*** TEXT SEGMENT ***

Categorized | Prostate Health

Six Cups or More of Coffee May Lower Men’s Risk for Prostate Cancer

New research suggests that men who drink six or more cups of coffee a day may be lowering their risk for advanced prostate cancer by 60 percent.

Kathryn Wilson, a research fellow in epidemiology at Harvard School of Public Health in Boston and lead researcher for this study said “There are a lot of compounds in coffee that have various biological effects.  It’s a major source of antioxidants and that might have anti-cancer effects.  Coffee also seems to have effects on insulin which has been associated with a lower risk of type 2 diabetes and insulin is thought to play a role in many cancers, including prostate cancer. Compounds in coffee also have an impact on sex hormone levels.”

For the study, the researchers collected data on almost 48,000 men who took part in the Health Professionals Follow-Up Study in 1986 and followed them until 2008. Every four years these men reported on how much coffee they drank.

The researchers then calculated the risk for prostate cancer tied to the amount of coffee consumed. During the period of the study, they identified 5,035 cases of prostate cancer, of which 642 were fatal cases in which the cancer was metastatic, meaning that it had spread beyond the original site.

The Harvard team found that drinking six or more cups of coffee each day was associated with an almost 20 percent lower risk of developing prostate cancer, compared to those who did not drink coffee.

In addition, the odds of developing a more lethal or advanced prostate cancer dropped by 60 percent, compared to men who abstained from coffee – a statistically significant and “substantially lower” relative risk, according to the researchers.

Even men who drank less coffee — one to three cups a day — had a 30 percent lower risk of developing lethal prostate cancer, and reductions in risk were observed whether the men drank caffeinated or decaffeinated coffee.

*** End of TEXT SEGMENT ***

DIRECTIONS FOR THIS TASK: Return the passage of the coffee and prostate cancer article starting at "For the study, the" and ending at "not drink coffee.", copied word for word.

*** MATERIAL SHOWN ***

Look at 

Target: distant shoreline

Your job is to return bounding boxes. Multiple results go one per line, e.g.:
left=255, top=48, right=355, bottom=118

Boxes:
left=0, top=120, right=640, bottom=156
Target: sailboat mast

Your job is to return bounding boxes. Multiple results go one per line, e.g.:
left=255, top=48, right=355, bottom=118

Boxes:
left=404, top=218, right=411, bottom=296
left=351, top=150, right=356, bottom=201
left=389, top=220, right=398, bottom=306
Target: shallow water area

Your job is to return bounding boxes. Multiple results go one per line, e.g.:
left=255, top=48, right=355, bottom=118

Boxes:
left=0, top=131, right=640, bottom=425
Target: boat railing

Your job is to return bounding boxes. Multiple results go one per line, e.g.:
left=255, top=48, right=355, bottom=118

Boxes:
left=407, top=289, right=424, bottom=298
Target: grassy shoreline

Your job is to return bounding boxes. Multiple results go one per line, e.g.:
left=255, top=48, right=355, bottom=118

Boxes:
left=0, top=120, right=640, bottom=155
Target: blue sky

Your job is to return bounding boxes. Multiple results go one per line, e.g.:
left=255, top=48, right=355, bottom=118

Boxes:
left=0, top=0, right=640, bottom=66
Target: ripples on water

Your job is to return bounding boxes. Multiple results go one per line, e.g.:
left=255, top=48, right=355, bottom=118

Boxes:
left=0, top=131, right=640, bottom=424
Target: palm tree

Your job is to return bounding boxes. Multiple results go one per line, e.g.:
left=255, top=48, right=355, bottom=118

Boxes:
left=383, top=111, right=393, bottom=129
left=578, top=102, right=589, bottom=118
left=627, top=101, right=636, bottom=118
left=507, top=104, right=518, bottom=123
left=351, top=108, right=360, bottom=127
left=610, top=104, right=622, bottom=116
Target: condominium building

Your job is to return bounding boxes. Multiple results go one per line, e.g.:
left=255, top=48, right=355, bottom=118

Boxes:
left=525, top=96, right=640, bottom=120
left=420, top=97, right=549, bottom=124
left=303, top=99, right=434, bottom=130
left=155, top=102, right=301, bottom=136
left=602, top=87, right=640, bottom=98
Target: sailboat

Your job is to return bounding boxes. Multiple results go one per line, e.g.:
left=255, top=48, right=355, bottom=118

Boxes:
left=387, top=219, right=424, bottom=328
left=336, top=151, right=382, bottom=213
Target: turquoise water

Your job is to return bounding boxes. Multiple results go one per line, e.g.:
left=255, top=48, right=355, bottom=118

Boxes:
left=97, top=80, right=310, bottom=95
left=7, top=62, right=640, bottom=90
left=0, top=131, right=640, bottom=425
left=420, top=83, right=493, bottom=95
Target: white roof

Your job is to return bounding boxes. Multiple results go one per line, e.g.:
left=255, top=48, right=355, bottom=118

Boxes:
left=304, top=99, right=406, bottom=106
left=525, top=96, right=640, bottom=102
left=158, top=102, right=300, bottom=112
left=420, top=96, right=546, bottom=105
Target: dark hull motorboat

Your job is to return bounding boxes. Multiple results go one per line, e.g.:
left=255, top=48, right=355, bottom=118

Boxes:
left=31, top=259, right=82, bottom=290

*** End of MATERIAL SHOWN ***

RESPONSE FOR THIS EXERCISE:
For the study, the researchers collected data on almost 48,000 men who took part in the Health Professionals Follow-Up Study in 1986 and followed them until 2008. Every four years these men reported on how much coffee they drank.

The researchers then calculated the risk for prostate cancer tied to the amount of coffee consumed. During the period of the study, they identified 5,035 cases of prostate cancer, of which 642 were fatal cases in which the cancer was metastatic, meaning that it had spread beyond the original site.

The Harvard team found that drinking six or more cups of coffee each day was associated with an almost 20 percent lower risk of developing prostate cancer, compared to those who did not drink coffee.